=== Document passage ===

Even when you are 100 percent right and the other is 100 percent wrong, it's useful to imagine the other.
       The reductive relativism may not appeal to all (why bother imagining anything about Bin Lidan, or Hitler, or the like ?), but the basic idea is a sound one. Of course, addressing an educated audience -- either in that auditorium in Germany, or among book buyers who pick up the handy Princeton University Press edition -- he's unlikely to be reaching those who are most in danger of falling into destructive fanaticism .....
       The September 2005 interview that rounds out the collection is also of some interest -- especially since it more directly addresses the situation on the ground in Israel. Amusingly enough, just a few months after it was conducted, it already reads completely out of date. Ariel Sharon's departure from the political scene and the success of Hamas in the Palestinian elections have yet again completely changed much of the situation. In the interview Oz praises Abu Mazen's new, less violent language -- but in early 2006 it is the far less conciliatory Hamas party-line that dominates. Still, the interview is a useful summary of Oz's thoughts on (and involvement in) the peace process.

===

→ **Required actions**
[A] Repeat the review passage word for word, starting at "Even when you" and ending at "destructive fanaticism .....".
[B] Answer these questions using the review passage:
(i) In what month and year was the interview that rounds out the collection conducted?
(ii) Which publisher's edition does the passage mention book buyers picking up?
(iii) Which two developments does the passage say have again changed much of the situation in Israel?

=== Data listing ===

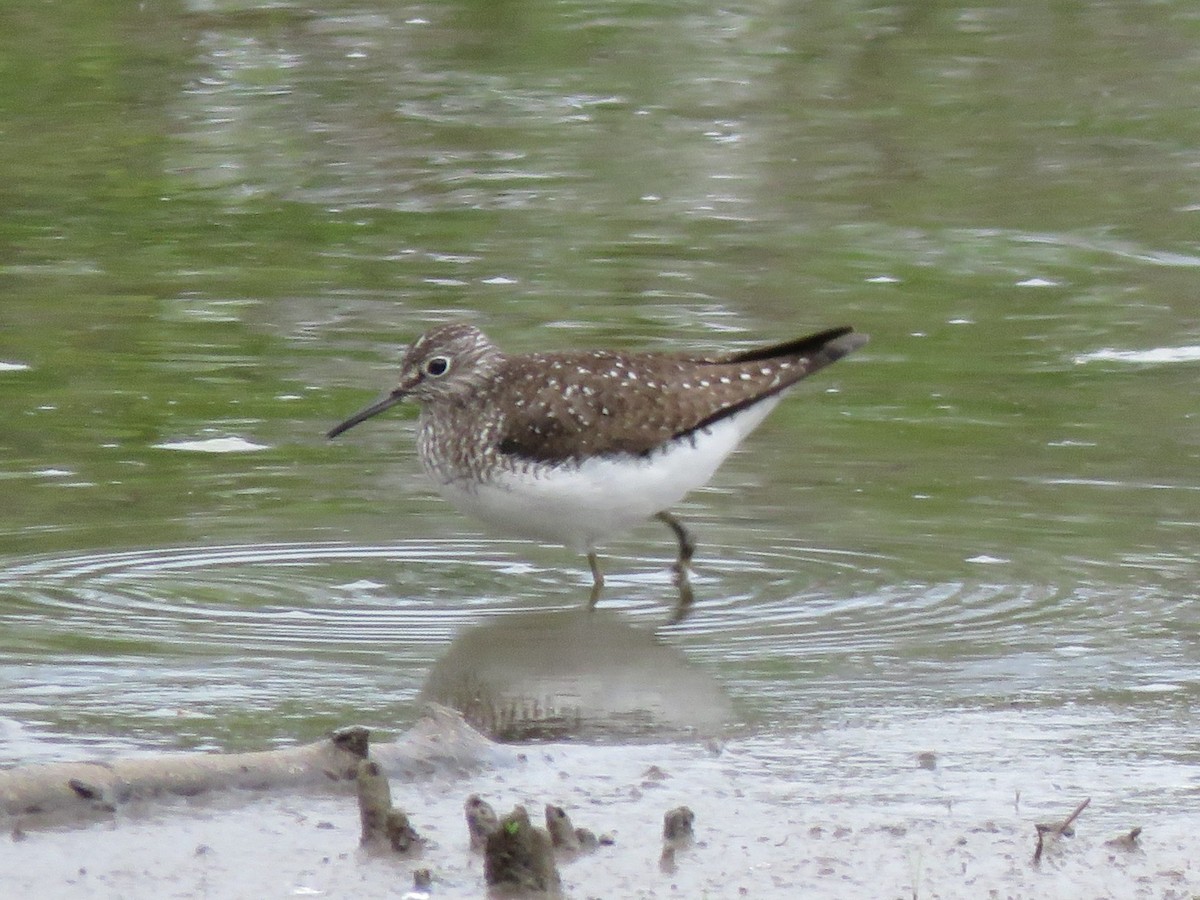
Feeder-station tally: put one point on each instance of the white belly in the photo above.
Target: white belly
(582, 505)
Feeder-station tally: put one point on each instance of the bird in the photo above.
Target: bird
(576, 447)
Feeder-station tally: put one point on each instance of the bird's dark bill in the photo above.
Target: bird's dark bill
(384, 402)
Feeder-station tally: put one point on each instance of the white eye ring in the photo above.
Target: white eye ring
(436, 366)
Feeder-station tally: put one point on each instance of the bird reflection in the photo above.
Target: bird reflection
(575, 673)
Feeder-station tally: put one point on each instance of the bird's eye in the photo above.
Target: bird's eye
(437, 366)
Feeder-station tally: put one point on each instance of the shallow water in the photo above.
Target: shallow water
(975, 538)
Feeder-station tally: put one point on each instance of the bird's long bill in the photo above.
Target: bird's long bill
(384, 402)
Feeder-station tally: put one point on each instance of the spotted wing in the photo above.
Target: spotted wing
(576, 405)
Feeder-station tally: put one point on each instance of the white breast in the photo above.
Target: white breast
(582, 505)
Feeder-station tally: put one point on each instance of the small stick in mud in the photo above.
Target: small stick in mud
(677, 834)
(564, 835)
(383, 825)
(1048, 833)
(521, 855)
(481, 820)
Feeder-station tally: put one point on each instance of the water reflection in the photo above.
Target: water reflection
(579, 675)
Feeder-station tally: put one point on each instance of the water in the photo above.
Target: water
(973, 538)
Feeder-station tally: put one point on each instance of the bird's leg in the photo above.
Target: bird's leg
(682, 565)
(597, 579)
(687, 545)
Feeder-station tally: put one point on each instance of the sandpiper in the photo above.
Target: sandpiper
(579, 445)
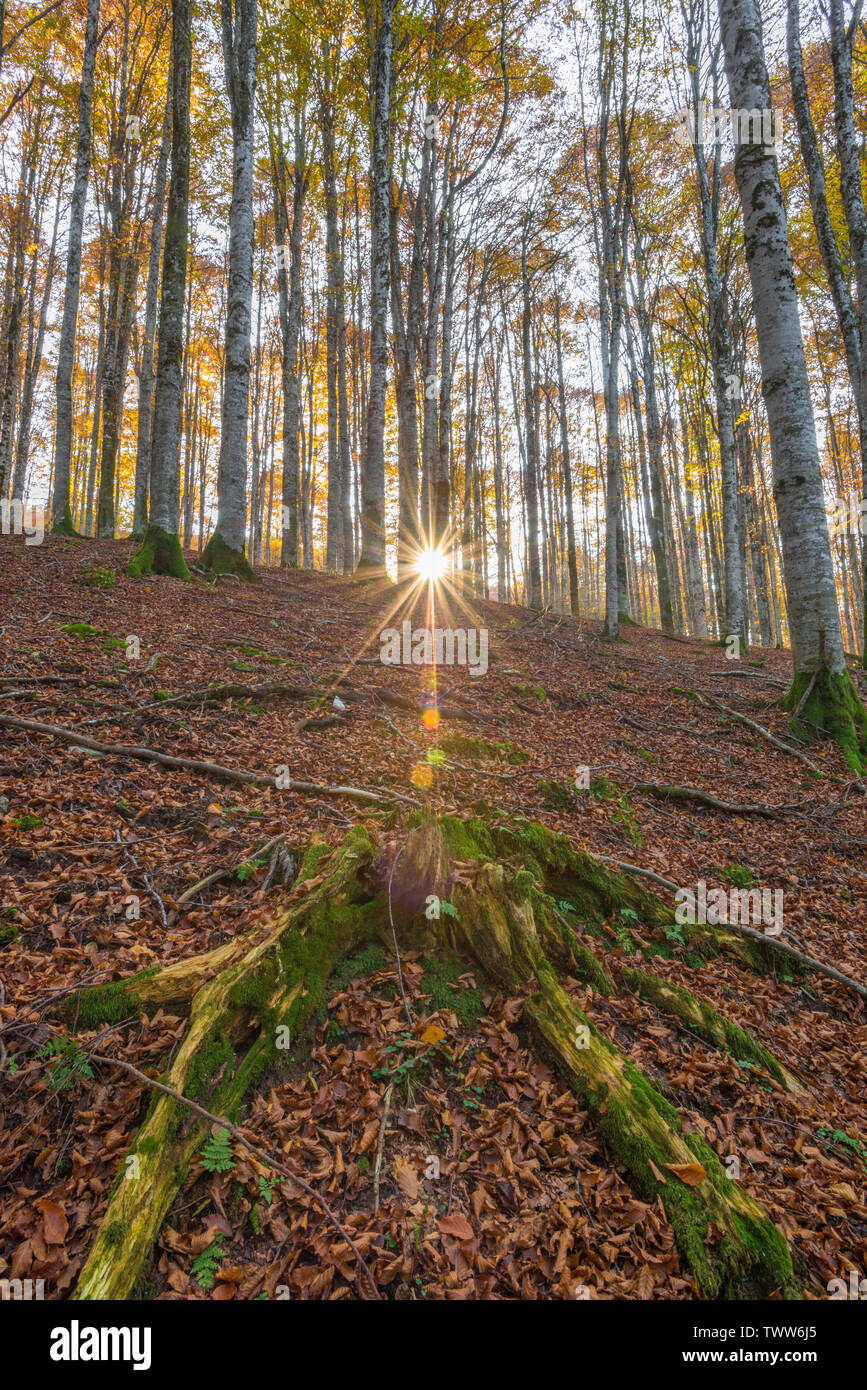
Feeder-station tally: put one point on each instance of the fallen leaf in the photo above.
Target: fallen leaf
(689, 1173)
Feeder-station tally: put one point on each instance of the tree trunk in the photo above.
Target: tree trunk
(373, 463)
(813, 613)
(61, 517)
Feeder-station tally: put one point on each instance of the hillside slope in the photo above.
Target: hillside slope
(474, 1171)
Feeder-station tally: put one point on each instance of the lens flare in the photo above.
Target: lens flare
(431, 565)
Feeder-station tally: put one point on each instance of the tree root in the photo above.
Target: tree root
(712, 1026)
(221, 559)
(503, 883)
(277, 983)
(160, 553)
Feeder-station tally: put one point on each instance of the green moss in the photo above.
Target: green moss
(221, 559)
(703, 1019)
(65, 527)
(359, 965)
(482, 751)
(467, 840)
(834, 705)
(439, 975)
(160, 553)
(555, 795)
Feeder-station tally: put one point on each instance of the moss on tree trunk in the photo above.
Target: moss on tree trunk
(835, 706)
(221, 559)
(160, 553)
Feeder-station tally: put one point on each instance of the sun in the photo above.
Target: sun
(431, 565)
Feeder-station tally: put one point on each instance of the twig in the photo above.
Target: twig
(152, 755)
(759, 729)
(380, 1146)
(395, 937)
(257, 1153)
(705, 798)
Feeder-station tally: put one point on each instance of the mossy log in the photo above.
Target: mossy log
(500, 881)
(160, 553)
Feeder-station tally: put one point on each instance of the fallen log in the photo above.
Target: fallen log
(498, 880)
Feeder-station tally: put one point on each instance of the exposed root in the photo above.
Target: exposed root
(500, 881)
(160, 553)
(827, 701)
(221, 559)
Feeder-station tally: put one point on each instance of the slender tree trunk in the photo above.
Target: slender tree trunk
(61, 516)
(813, 613)
(225, 549)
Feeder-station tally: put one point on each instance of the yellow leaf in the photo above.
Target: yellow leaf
(689, 1173)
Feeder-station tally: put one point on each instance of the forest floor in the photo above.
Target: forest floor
(492, 1180)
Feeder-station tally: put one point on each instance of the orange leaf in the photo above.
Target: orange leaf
(432, 1034)
(407, 1179)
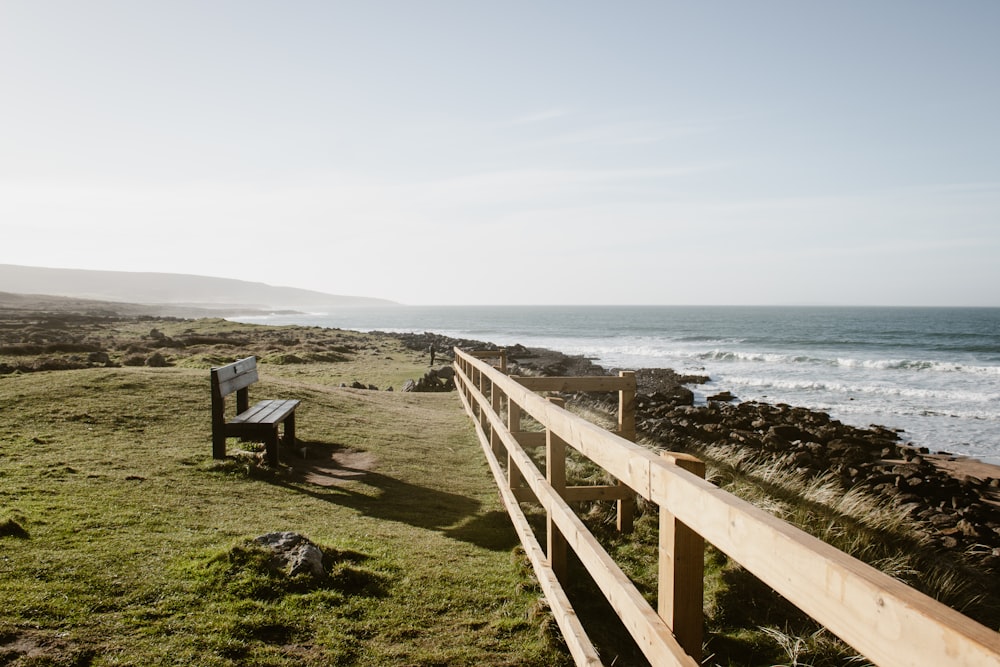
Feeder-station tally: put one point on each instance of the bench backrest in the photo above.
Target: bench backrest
(233, 377)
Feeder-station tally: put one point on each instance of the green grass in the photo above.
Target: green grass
(125, 543)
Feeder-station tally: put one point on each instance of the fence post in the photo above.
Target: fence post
(626, 427)
(555, 475)
(514, 426)
(496, 404)
(682, 570)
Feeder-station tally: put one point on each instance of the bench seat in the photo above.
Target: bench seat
(259, 422)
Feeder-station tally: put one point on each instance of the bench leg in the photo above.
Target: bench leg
(218, 444)
(271, 445)
(290, 431)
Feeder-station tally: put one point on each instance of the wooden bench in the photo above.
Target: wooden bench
(258, 423)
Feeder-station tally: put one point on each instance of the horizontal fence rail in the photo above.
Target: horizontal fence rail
(888, 622)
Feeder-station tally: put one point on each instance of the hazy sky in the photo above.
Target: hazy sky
(467, 152)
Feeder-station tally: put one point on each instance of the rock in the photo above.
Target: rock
(293, 553)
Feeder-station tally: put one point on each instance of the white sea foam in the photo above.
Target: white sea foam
(933, 372)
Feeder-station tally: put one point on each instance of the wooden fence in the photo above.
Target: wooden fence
(883, 619)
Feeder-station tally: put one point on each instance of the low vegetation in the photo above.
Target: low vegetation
(122, 542)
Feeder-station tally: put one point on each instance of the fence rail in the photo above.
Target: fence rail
(885, 620)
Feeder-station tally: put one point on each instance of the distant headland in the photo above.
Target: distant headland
(189, 295)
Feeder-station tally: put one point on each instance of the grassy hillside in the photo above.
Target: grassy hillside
(123, 542)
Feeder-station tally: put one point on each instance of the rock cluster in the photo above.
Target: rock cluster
(439, 379)
(958, 514)
(293, 553)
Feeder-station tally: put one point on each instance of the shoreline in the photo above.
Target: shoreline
(954, 499)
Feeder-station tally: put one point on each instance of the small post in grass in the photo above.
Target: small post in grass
(555, 475)
(682, 570)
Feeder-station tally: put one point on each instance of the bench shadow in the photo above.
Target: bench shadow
(324, 470)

===

→ **The results**
[A]
Even when you are 100 percent right and the other is 100 percent wrong, it's useful to imagine the other.
       The reductive relativism may not appeal to all (why bother imagining anything about Bin Lidan, or Hitler, or the like ?), but the basic idea is a sound one. Of course, addressing an educated audience -- either in that auditorium in Germany, or among book buyers who pick up the handy Princeton University Press edition -- he's unlikely to be reaching those who are most in danger of falling into destructive fanaticism .....

[B]
(i) September 2005
(ii) Princeton University Press
(iii) Ariel Sharon's departure from the political scene and the success of Hamas in the Palestinian elections